Provided text -
== Segment start ==

Lying on the outskirts of town, the old mining complex consists of a maze of ruins, abandoned mine heads and tailings heaps. On weekends, Wednesdays and during school holidays a small train, staffed by volunteers, chugs through the rambling wildflower-strewn site where crumbling walls are stained verdigris by lingering copper-sulphate wounds and the ground is strewn with pistachio-green rocks.
Thousands of miners once lived in a shanty town on this site; disease was rife in the early days and hundreds of children, many the victims of typhoid, are buried in the Moonta cemetery.

The train tour takes an hour and our jovial guide is, of course, a self-described "mine" of information, explaining jigging and smelting and alarming small children with Dickensian tales of the "picky boys", 10-year-old lads sorting ore for the princely sum of 11 pence a day.

A museum is housed in the handsome former model school while an old-fashioned sweet shop occupies the mine's post office. The nearby railway station is an architectural gem, built in 1909 in federation style with ornate chimneys and staircase.
History buffs are well served on the upper Yorke, where great care has been taken to document the oft-forgotten utilitarian. There's a farm shed museum in Kadina (as well as a banking and currency museum) and a nautical museum in Wallaroo, where the almost 1km-long jetty is still used for loading grain and the deep-sea port serves as home to the Spencer Gulf prawn fleet.


The Wallaroo foreshore is a curious blend of the historic and industrial, handsome 19th-century buildings and a smelting chimney, enormous grain silos and the various attenuated bulk-loading accoutrements that span the jetty. (From here you can jump a ferry to the Eyre Peninsula, cutting hours off the regular road journey.)
The legacy of the brave copper miners and their families is celebrated every two years at Kernewek Lowender, the largest Cornish festival in the world, with events staged across Moonta, Wallaroo and Kadina (the next is May 15-17, 2009).

== Segment end ==

Work instructions -
Continue the travel piece about Moonta's old copper mines and the upper Yorke Peninsula, starting after its final sentence.

Material shown -
== Segment start ==

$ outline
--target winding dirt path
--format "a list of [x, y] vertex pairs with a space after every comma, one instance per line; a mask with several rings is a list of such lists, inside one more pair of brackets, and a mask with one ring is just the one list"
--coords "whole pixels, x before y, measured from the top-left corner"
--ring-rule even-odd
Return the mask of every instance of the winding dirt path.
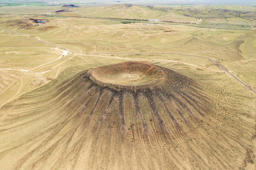
[[[219, 67], [219, 68], [221, 68], [221, 69], [222, 69], [222, 70], [225, 71], [226, 72], [228, 73], [231, 76], [232, 76], [235, 79], [236, 79], [237, 80], [238, 80], [241, 84], [242, 84], [242, 85], [244, 85], [244, 86], [245, 86], [246, 88], [247, 88], [247, 89], [248, 89], [249, 90], [250, 90], [252, 92], [253, 92], [254, 93], [256, 94], [256, 91], [254, 90], [251, 87], [249, 87], [249, 86], [248, 86], [246, 84], [245, 84], [244, 82], [242, 82], [242, 81], [241, 81], [238, 77], [237, 77], [236, 76], [234, 76], [234, 75], [233, 75], [231, 72], [229, 71], [227, 69], [226, 69], [221, 65], [218, 63], [216, 61], [214, 61], [213, 60], [212, 60], [212, 59], [211, 58], [206, 57], [200, 56], [195, 55], [190, 55], [190, 54], [185, 54], [174, 53], [96, 53], [96, 52], [85, 53], [85, 52], [76, 51], [73, 51], [73, 50], [71, 50], [66, 49], [66, 48], [63, 48], [62, 47], [61, 47], [60, 46], [55, 45], [55, 44], [52, 44], [51, 43], [46, 42], [44, 42], [44, 41], [41, 41], [41, 40], [38, 40], [38, 39], [35, 39], [35, 38], [34, 38], [30, 37], [29, 37], [28, 36], [26, 36], [26, 35], [24, 35], [24, 34], [17, 33], [17, 32], [15, 32], [15, 31], [10, 31], [10, 30], [8, 30], [2, 28], [0, 28], [0, 29], [2, 29], [3, 30], [4, 30], [4, 31], [9, 32], [10, 33], [12, 33], [16, 34], [19, 35], [25, 36], [25, 37], [26, 37], [26, 38], [30, 38], [30, 39], [32, 39], [35, 40], [35, 41], [39, 41], [40, 42], [43, 42], [43, 43], [46, 43], [46, 44], [49, 44], [49, 45], [51, 45], [53, 46], [54, 47], [58, 47], [59, 48], [61, 49], [63, 49], [64, 50], [68, 50], [69, 51], [73, 52], [75, 52], [75, 53], [79, 53], [79, 54], [97, 54], [97, 54], [104, 54], [104, 55], [109, 55], [109, 54], [131, 54], [131, 55], [136, 55], [136, 54], [149, 54], [149, 55], [150, 55], [150, 54], [177, 54], [177, 55], [183, 55], [183, 56], [186, 56], [200, 57], [200, 58], [201, 58], [206, 59], [209, 60], [210, 61], [213, 62], [217, 66], [218, 66]], [[52, 61], [52, 62], [53, 62], [53, 61]], [[47, 64], [48, 63], [46, 63], [46, 64], [42, 65], [41, 66], [44, 65], [45, 65], [45, 64]], [[38, 67], [40, 67], [41, 66], [39, 66]], [[37, 68], [37, 67], [36, 67], [36, 68]], [[33, 68], [33, 69], [34, 69], [35, 68]]]

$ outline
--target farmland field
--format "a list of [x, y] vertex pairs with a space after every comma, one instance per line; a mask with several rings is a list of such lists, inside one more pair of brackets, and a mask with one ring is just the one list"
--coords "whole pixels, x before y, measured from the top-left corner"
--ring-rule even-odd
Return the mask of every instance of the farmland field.
[[3, 169], [256, 168], [255, 7], [75, 5], [0, 8]]

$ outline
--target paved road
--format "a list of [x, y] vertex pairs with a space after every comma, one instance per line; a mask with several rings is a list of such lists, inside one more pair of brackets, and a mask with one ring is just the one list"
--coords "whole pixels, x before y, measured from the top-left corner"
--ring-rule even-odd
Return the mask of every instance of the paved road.
[[218, 63], [217, 63], [217, 62], [216, 62], [215, 61], [214, 61], [214, 60], [213, 60], [212, 59], [210, 59], [209, 58], [208, 58], [208, 57], [203, 57], [203, 56], [198, 56], [198, 55], [189, 55], [189, 54], [179, 54], [179, 53], [157, 53], [157, 52], [156, 52], [156, 53], [100, 53], [100, 52], [79, 52], [79, 51], [73, 51], [73, 50], [69, 50], [69, 49], [67, 49], [66, 48], [63, 48], [62, 47], [61, 47], [61, 46], [58, 46], [58, 45], [55, 45], [55, 44], [52, 44], [51, 43], [49, 43], [49, 42], [44, 42], [43, 41], [42, 41], [42, 40], [38, 40], [38, 39], [35, 39], [35, 38], [32, 38], [32, 37], [29, 37], [28, 36], [26, 36], [26, 35], [23, 35], [21, 34], [19, 34], [19, 33], [16, 33], [16, 32], [13, 32], [13, 31], [9, 31], [9, 30], [7, 30], [7, 29], [3, 29], [3, 28], [0, 28], [0, 29], [2, 29], [3, 30], [4, 30], [4, 31], [8, 31], [8, 32], [9, 32], [10, 33], [14, 33], [14, 34], [18, 34], [18, 35], [21, 35], [21, 36], [25, 36], [26, 37], [27, 37], [27, 38], [30, 38], [30, 39], [32, 39], [33, 40], [36, 40], [36, 41], [39, 41], [39, 42], [43, 42], [43, 43], [46, 43], [47, 44], [49, 44], [49, 45], [52, 45], [53, 46], [54, 46], [54, 47], [58, 47], [60, 49], [63, 49], [63, 50], [68, 50], [70, 51], [71, 51], [71, 52], [76, 52], [76, 53], [80, 53], [80, 54], [131, 54], [131, 55], [136, 55], [136, 54], [177, 54], [177, 55], [183, 55], [183, 56], [192, 56], [192, 57], [200, 57], [200, 58], [204, 58], [204, 59], [208, 59], [209, 60], [210, 60], [211, 61], [213, 62], [214, 64], [215, 64], [216, 65], [217, 65], [219, 68], [221, 68], [222, 69], [223, 69], [224, 71], [225, 71], [225, 72], [226, 72], [227, 73], [228, 73], [228, 74], [229, 74], [231, 76], [232, 76], [232, 77], [233, 77], [234, 78], [235, 78], [237, 81], [238, 81], [240, 83], [241, 83], [243, 85], [245, 86], [246, 88], [247, 88], [247, 89], [248, 89], [249, 90], [250, 90], [250, 91], [251, 91], [252, 92], [255, 93], [255, 94], [256, 94], [256, 91], [254, 90], [253, 89], [252, 89], [251, 87], [249, 87], [248, 85], [247, 85], [246, 84], [245, 84], [244, 82], [243, 82], [242, 81], [241, 81], [240, 80], [239, 80], [238, 77], [237, 77], [236, 76], [234, 76], [232, 73], [231, 73], [230, 71], [229, 71], [227, 69], [226, 69], [225, 68], [224, 68], [224, 67], [223, 67], [222, 66], [221, 66], [221, 64], [219, 64]]

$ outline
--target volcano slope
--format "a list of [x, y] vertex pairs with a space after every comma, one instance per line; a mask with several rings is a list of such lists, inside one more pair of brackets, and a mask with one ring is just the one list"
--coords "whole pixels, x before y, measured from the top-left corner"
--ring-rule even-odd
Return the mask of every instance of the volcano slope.
[[[221, 131], [216, 140], [205, 130], [205, 121], [216, 119], [211, 98], [191, 78], [140, 62], [56, 79], [2, 108], [0, 164], [6, 170], [237, 168], [245, 159], [238, 155], [252, 151]], [[228, 151], [233, 144], [235, 153]]]

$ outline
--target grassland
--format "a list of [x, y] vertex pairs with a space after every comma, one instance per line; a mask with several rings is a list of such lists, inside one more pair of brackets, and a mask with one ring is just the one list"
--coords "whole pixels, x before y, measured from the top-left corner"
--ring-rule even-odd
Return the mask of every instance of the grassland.
[[[0, 30], [0, 165], [4, 164], [6, 169], [255, 168], [255, 94], [209, 60], [182, 55], [212, 59], [255, 90], [256, 30], [252, 29], [255, 21], [250, 17], [254, 16], [254, 8], [218, 7], [230, 10], [226, 12], [213, 10], [216, 7], [93, 8], [69, 9], [71, 11], [51, 17], [29, 14], [52, 13], [61, 9], [60, 7], [17, 7], [15, 15], [7, 14], [7, 8], [0, 8], [0, 13], [6, 14], [0, 16], [0, 27], [73, 51]], [[251, 12], [243, 14], [244, 18], [236, 17], [240, 12], [237, 11], [244, 10]], [[200, 26], [225, 23], [224, 27], [238, 28], [233, 25], [247, 25], [250, 30], [147, 22], [123, 24], [119, 20], [106, 19], [115, 13], [119, 15], [116, 17], [124, 18], [187, 21], [200, 17], [203, 20]], [[71, 14], [97, 18], [60, 17]], [[49, 21], [33, 25], [29, 18]], [[176, 54], [148, 54], [154, 52]], [[128, 125], [125, 130], [120, 130], [123, 125], [118, 113], [119, 97], [113, 99], [115, 104], [106, 113], [108, 116], [103, 126], [97, 129], [99, 113], [107, 107], [111, 92], [98, 97], [98, 87], [94, 87], [95, 92], [88, 90], [88, 83], [83, 82], [79, 73], [129, 60], [152, 63], [188, 76], [200, 85], [202, 95], [211, 99], [212, 111], [200, 118], [193, 130], [184, 125], [185, 133], [182, 136], [166, 122], [174, 136], [166, 138], [155, 116], [151, 115], [148, 98], [142, 95], [141, 108], [151, 133], [151, 139], [144, 141], [148, 137], [141, 132], [140, 118], [132, 111], [136, 104], [130, 104], [136, 102], [127, 94], [124, 104]], [[83, 89], [95, 97], [86, 109], [93, 113], [91, 117], [89, 113], [82, 117], [75, 110], [88, 102], [88, 97], [79, 100]], [[159, 101], [155, 102], [163, 106]], [[93, 109], [96, 103], [99, 106]], [[166, 109], [159, 109], [166, 120]], [[169, 162], [174, 162], [172, 167]]]

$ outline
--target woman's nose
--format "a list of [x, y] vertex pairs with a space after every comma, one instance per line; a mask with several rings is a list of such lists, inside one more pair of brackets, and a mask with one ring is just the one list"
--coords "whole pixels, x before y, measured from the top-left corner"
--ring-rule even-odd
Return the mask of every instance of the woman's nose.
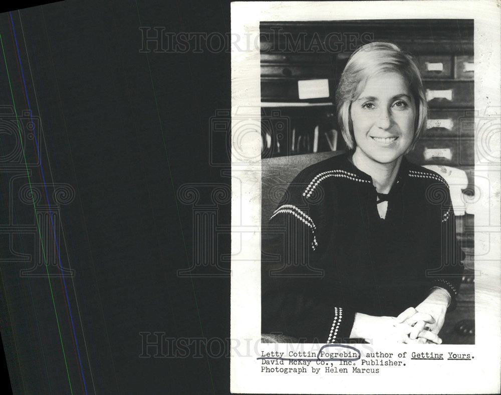
[[391, 114], [387, 109], [382, 108], [377, 120], [377, 126], [382, 129], [387, 129], [391, 124], [390, 116]]

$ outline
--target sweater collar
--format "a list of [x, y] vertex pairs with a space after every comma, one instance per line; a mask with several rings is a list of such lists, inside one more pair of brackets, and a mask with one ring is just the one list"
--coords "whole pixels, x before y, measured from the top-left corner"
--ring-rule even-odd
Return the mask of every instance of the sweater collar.
[[[353, 164], [351, 160], [353, 152], [349, 151], [343, 154], [344, 156], [345, 160], [344, 162], [346, 166], [346, 170], [354, 174], [357, 177], [359, 178], [361, 180], [368, 181], [370, 183], [370, 185], [374, 186], [374, 184], [372, 182], [372, 178], [367, 173], [362, 172]], [[400, 168], [398, 169], [398, 172], [397, 174], [397, 176], [395, 179], [395, 182], [393, 184], [393, 185], [391, 188], [391, 190], [390, 190], [389, 192], [390, 194], [392, 192], [393, 190], [395, 189], [397, 185], [399, 188], [401, 188], [405, 182], [405, 178], [408, 172], [409, 162], [405, 158], [405, 156], [403, 156], [402, 158], [402, 161], [400, 162]], [[375, 187], [374, 188], [375, 188]]]

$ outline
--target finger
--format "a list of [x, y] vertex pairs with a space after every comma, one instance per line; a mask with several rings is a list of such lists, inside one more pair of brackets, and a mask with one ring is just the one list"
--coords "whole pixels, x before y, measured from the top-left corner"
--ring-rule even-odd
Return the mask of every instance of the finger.
[[412, 330], [411, 330], [409, 337], [413, 340], [417, 338], [417, 336], [424, 329], [424, 326], [426, 324], [426, 323], [424, 321], [418, 321], [412, 328]]
[[419, 336], [427, 339], [430, 342], [433, 342], [435, 344], [442, 344], [442, 339], [433, 333], [433, 332], [430, 332], [428, 330], [423, 330], [419, 333]]
[[410, 307], [398, 314], [396, 318], [396, 321], [399, 323], [403, 322], [406, 320], [412, 317], [416, 312], [417, 310], [415, 308], [413, 307]]
[[406, 324], [413, 325], [418, 321], [424, 321], [428, 324], [435, 324], [435, 318], [431, 315], [425, 312], [416, 312], [412, 316], [405, 320]]

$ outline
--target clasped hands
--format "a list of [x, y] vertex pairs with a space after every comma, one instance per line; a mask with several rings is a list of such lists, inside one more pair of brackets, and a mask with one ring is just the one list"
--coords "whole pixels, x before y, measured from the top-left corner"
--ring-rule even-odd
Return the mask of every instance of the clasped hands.
[[440, 344], [438, 332], [449, 302], [448, 294], [437, 288], [415, 308], [409, 308], [396, 317], [357, 313], [350, 336], [371, 343]]

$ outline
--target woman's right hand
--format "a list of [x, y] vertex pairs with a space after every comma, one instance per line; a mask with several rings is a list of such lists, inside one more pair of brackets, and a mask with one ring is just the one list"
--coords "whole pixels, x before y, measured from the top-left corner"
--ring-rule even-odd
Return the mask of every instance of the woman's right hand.
[[[423, 318], [426, 320], [425, 317]], [[411, 339], [409, 336], [412, 330], [412, 326], [405, 322], [398, 322], [395, 317], [379, 317], [357, 312], [350, 337], [363, 338], [372, 344], [416, 344], [418, 339]], [[437, 344], [441, 342], [436, 334], [428, 330], [423, 330], [419, 336]]]

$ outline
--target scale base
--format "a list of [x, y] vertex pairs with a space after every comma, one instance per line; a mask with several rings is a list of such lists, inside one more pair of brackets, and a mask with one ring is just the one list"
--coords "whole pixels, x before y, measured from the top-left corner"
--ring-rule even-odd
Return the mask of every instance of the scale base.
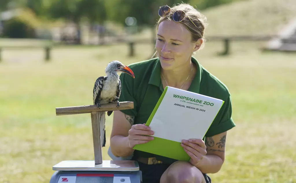
[[56, 171], [49, 183], [141, 183], [138, 162], [130, 160], [63, 161], [54, 165]]
[[138, 162], [130, 160], [103, 160], [101, 164], [94, 161], [63, 161], [52, 167], [54, 170], [63, 171], [130, 171], [140, 170]]

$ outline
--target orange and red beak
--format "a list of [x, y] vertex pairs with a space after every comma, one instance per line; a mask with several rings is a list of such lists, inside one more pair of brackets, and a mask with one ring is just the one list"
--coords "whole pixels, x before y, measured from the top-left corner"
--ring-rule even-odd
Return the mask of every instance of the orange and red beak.
[[133, 78], [135, 78], [135, 74], [133, 73], [133, 72], [127, 66], [122, 66], [120, 67], [118, 70], [125, 72], [132, 77]]

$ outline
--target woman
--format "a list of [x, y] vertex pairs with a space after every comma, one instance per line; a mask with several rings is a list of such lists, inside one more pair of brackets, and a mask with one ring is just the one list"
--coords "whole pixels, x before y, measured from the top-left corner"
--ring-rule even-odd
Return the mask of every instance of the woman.
[[[144, 183], [210, 182], [207, 174], [220, 169], [227, 131], [235, 125], [231, 117], [231, 95], [226, 87], [192, 56], [203, 44], [204, 17], [186, 4], [171, 9], [162, 7], [159, 14], [157, 57], [129, 65], [135, 79], [120, 76], [120, 101], [133, 101], [134, 108], [114, 111], [110, 149], [116, 157], [131, 156], [139, 162]], [[133, 149], [153, 140], [153, 137], [143, 135], [153, 134], [144, 123], [166, 86], [225, 102], [203, 139], [184, 139], [181, 143], [191, 157], [189, 162]]]

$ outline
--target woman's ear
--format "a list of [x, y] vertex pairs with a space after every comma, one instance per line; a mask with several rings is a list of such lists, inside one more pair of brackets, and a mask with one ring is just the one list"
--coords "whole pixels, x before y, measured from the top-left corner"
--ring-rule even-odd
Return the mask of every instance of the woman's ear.
[[194, 48], [193, 49], [193, 51], [197, 51], [200, 48], [202, 44], [203, 41], [201, 38], [200, 38], [194, 43]]

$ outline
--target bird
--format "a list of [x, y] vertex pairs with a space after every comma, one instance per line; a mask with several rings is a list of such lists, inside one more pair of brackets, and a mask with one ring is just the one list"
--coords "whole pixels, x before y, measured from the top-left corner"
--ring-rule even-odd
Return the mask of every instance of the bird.
[[[118, 99], [121, 93], [121, 83], [118, 72], [126, 73], [133, 78], [135, 75], [128, 67], [118, 60], [113, 60], [107, 65], [105, 69], [106, 76], [99, 77], [94, 86], [94, 105], [98, 107], [101, 104], [108, 103], [116, 103], [116, 106], [119, 107]], [[113, 111], [108, 111], [110, 116]]]

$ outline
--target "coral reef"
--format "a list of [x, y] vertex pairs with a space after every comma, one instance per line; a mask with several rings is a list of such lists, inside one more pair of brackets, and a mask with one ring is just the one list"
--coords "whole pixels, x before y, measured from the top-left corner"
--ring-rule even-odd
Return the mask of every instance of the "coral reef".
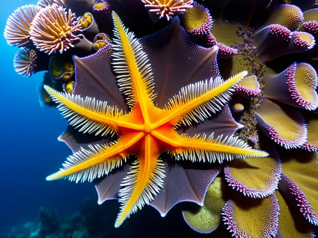
[[[318, 12], [314, 1], [286, 2], [41, 0], [17, 9], [4, 33], [21, 47], [15, 69], [47, 71], [40, 104], [68, 120], [59, 140], [72, 154], [47, 180], [92, 182], [102, 206], [85, 202], [76, 228], [41, 209], [40, 225], [23, 230], [125, 237], [134, 221], [124, 221], [143, 207], [135, 217], [150, 206], [180, 216], [182, 206], [186, 222], [172, 223], [189, 234], [313, 237]], [[126, 228], [110, 228], [116, 214]]]

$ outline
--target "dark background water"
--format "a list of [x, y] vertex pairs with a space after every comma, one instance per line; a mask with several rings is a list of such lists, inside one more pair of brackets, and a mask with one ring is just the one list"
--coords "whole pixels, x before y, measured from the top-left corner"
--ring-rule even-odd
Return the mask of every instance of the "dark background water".
[[[38, 216], [44, 206], [58, 215], [78, 210], [80, 201], [95, 195], [89, 183], [76, 184], [45, 178], [58, 170], [71, 151], [58, 137], [66, 122], [56, 110], [41, 108], [37, 86], [40, 72], [28, 78], [16, 73], [17, 47], [6, 44], [7, 19], [18, 7], [37, 0], [1, 0], [0, 5], [0, 231]], [[1, 232], [0, 232], [0, 233]]]

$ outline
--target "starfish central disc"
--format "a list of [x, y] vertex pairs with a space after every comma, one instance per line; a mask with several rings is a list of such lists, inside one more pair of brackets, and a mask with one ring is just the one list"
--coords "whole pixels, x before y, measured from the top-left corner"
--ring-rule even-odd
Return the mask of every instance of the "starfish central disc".
[[[247, 72], [225, 81], [219, 77], [203, 79], [204, 81], [182, 88], [165, 108], [158, 108], [153, 103], [155, 83], [147, 55], [115, 13], [113, 18], [114, 38], [108, 47], [112, 47], [113, 68], [118, 75], [119, 91], [126, 96], [130, 111], [124, 113], [94, 98], [59, 93], [47, 86], [45, 88], [59, 104], [59, 109], [69, 118], [70, 125], [84, 133], [103, 136], [116, 134], [119, 138], [113, 142], [90, 145], [88, 149], [75, 152], [63, 168], [47, 180], [67, 177], [76, 182], [92, 181], [136, 157], [118, 193], [121, 207], [115, 224], [117, 227], [131, 214], [153, 200], [163, 187], [165, 168], [159, 158], [163, 152], [178, 160], [211, 163], [268, 154], [252, 149], [236, 137], [215, 138], [213, 133], [190, 137], [179, 135], [176, 130], [182, 124], [202, 122], [219, 111]], [[218, 48], [211, 50], [215, 55]]]

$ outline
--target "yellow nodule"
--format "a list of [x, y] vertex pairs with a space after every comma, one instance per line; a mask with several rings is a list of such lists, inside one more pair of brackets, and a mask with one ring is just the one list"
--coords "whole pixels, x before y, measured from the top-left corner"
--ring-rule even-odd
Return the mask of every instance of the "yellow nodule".
[[73, 89], [74, 88], [74, 81], [70, 81], [68, 83], [66, 83], [65, 85], [65, 90], [68, 93], [71, 93], [73, 91]]
[[63, 70], [64, 72], [73, 71], [74, 70], [74, 65], [72, 63], [66, 63], [63, 66]]
[[54, 78], [58, 78], [63, 73], [63, 72], [61, 69], [54, 69], [52, 70], [52, 75]]

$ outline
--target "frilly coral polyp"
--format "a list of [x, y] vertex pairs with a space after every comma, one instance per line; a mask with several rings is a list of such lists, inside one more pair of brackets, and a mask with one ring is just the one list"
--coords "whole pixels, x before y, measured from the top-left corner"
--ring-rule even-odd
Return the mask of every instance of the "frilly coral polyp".
[[45, 8], [47, 6], [52, 6], [54, 3], [64, 7], [65, 7], [63, 0], [39, 0], [37, 5], [39, 7]]
[[251, 98], [260, 93], [259, 83], [255, 75], [245, 77], [239, 82], [235, 93], [246, 97]]
[[294, 63], [278, 74], [266, 73], [264, 79], [266, 97], [307, 110], [318, 107], [318, 77], [310, 65]]
[[244, 106], [242, 103], [236, 103], [232, 107], [232, 109], [235, 112], [239, 112], [244, 110]]
[[31, 76], [35, 72], [37, 59], [35, 50], [21, 47], [16, 54], [13, 60], [16, 72], [24, 76]]
[[281, 146], [287, 149], [299, 148], [306, 142], [307, 128], [297, 109], [264, 98], [255, 113], [264, 133]]
[[[246, 198], [245, 200], [245, 202], [250, 203], [247, 209], [239, 206], [241, 202], [238, 201], [237, 204], [236, 201], [230, 200], [226, 202], [221, 215], [227, 229], [233, 233], [233, 236], [237, 237], [275, 237], [278, 232], [279, 210], [276, 196], [273, 195], [258, 200], [252, 199], [254, 199]], [[257, 229], [247, 225], [248, 222], [246, 221], [251, 219], [252, 214], [255, 214], [253, 217], [253, 222]]]
[[297, 30], [303, 19], [302, 12], [299, 7], [291, 4], [281, 4], [274, 7], [270, 17], [264, 25], [278, 24], [291, 31]]
[[28, 5], [18, 8], [9, 17], [4, 29], [4, 38], [10, 45], [21, 46], [29, 43], [31, 23], [40, 8]]
[[197, 3], [181, 15], [180, 20], [185, 31], [195, 37], [208, 34], [212, 28], [212, 18], [209, 10]]
[[[37, 14], [30, 27], [30, 38], [37, 49], [49, 55], [60, 53], [74, 47], [73, 42], [80, 38], [74, 33], [80, 31], [80, 25], [73, 25], [75, 17], [70, 9], [53, 4]], [[52, 26], [54, 26], [52, 27]]]
[[79, 29], [82, 34], [88, 40], [93, 40], [98, 34], [99, 30], [97, 23], [91, 13], [86, 12], [82, 17], [78, 18], [78, 22], [74, 23], [75, 25], [80, 25]]
[[283, 55], [304, 52], [315, 44], [312, 35], [303, 32], [292, 32], [277, 24], [267, 26], [257, 32], [253, 41], [260, 58], [263, 61]]
[[49, 59], [43, 53], [22, 47], [14, 56], [13, 67], [18, 74], [29, 77], [37, 72], [46, 70]]
[[142, 0], [145, 6], [150, 13], [159, 15], [159, 18], [164, 17], [169, 21], [172, 16], [180, 12], [185, 11], [193, 6], [191, 5], [193, 0], [184, 1], [183, 0]]
[[312, 207], [307, 200], [306, 195], [297, 185], [287, 176], [283, 174], [279, 184], [280, 189], [283, 191], [290, 200], [294, 200], [297, 206], [304, 217], [312, 224], [318, 225], [317, 215], [312, 209]]

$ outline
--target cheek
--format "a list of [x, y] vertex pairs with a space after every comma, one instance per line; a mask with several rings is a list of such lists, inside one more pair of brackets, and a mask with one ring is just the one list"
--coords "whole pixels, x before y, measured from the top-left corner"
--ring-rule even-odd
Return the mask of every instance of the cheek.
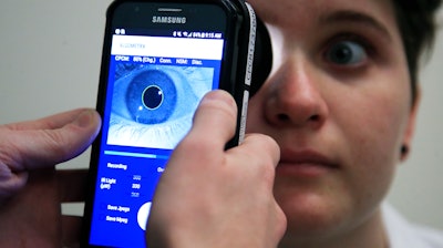
[[[399, 84], [396, 84], [399, 85]], [[375, 90], [374, 90], [375, 89]], [[392, 86], [354, 93], [337, 111], [337, 128], [356, 187], [363, 197], [384, 196], [400, 159], [400, 147], [409, 116], [409, 92]]]

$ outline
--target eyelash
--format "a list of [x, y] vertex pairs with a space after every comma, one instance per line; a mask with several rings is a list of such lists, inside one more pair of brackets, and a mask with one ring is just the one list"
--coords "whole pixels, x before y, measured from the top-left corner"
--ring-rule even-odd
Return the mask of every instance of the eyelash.
[[371, 60], [377, 56], [375, 46], [368, 39], [359, 35], [359, 34], [354, 34], [354, 33], [339, 33], [326, 42], [326, 45], [323, 46], [324, 49], [321, 52], [322, 59], [328, 64], [331, 64], [334, 68], [356, 69], [356, 68], [364, 66], [368, 62], [368, 61], [364, 61], [362, 64], [357, 64], [357, 65], [349, 65], [349, 64], [343, 65], [343, 64], [337, 64], [331, 61], [328, 61], [328, 52], [332, 49], [333, 45], [337, 45], [340, 42], [352, 42], [352, 43], [357, 43], [357, 44], [361, 45], [365, 52], [365, 60]]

== Segment end ==

Answer for the task -
The last time I visited the Yorke, many, many years ago when dodos roamed the earth, Snips were readily available and you weren't fined for using a sprinkler on a summer's day, I stayed in a very basic shack in Port Broughton with an outdoor privy and a kerosene fridge.
This time I've upgraded to an uber-modern holiday house, Beach 24b, set on the outskirts of Moonta, a three-minute walk from the beach, amid a sea of television antennas that my boys mistake for ship masts when we first wend our way from the old town.

Slick and spacious with gleaming stainless steel kitchen, wall-mounted plasma telly and press-button everything, Beach 24b has a balcony at the rear to catch the morning sun and a large terrace out front with views to the sea, the perfect spot for sundowners.

The upstairs master suite is enormous and there are two other bedrooms and a downstairs bunk room with a large garage and backyard where son No.2 assembles his various rods and new crab nets.

If you can't be bothered cooking, try the newly opened Henry on George, occupying the old butcher's shop (coffee, decadent cakes and good baguettes courtesy of owners Ross and Sandy who also run The Miner's Couch antique shop in Kadina), the Cornish Kitchen (Ellen Street) for oggies and, for dinner, La Cantina at the jetty, where pizza, pasta and fritto misto make up for our poor catch. (There are also several seafood outlets so you can pretend you have caught your own.)


But the best culinary advice I can give (and this is what I plan for our next visit) is to pack a rake, dredge for blue swimmers and then cook them simply, a la Maggie Beer, in seawater. An activity I imagine is well suited to dusk when the magic of the sun-kissed copper coast is most potent. On the beach near Beach 24b the scene is timeless, more Mediterranean than Australian.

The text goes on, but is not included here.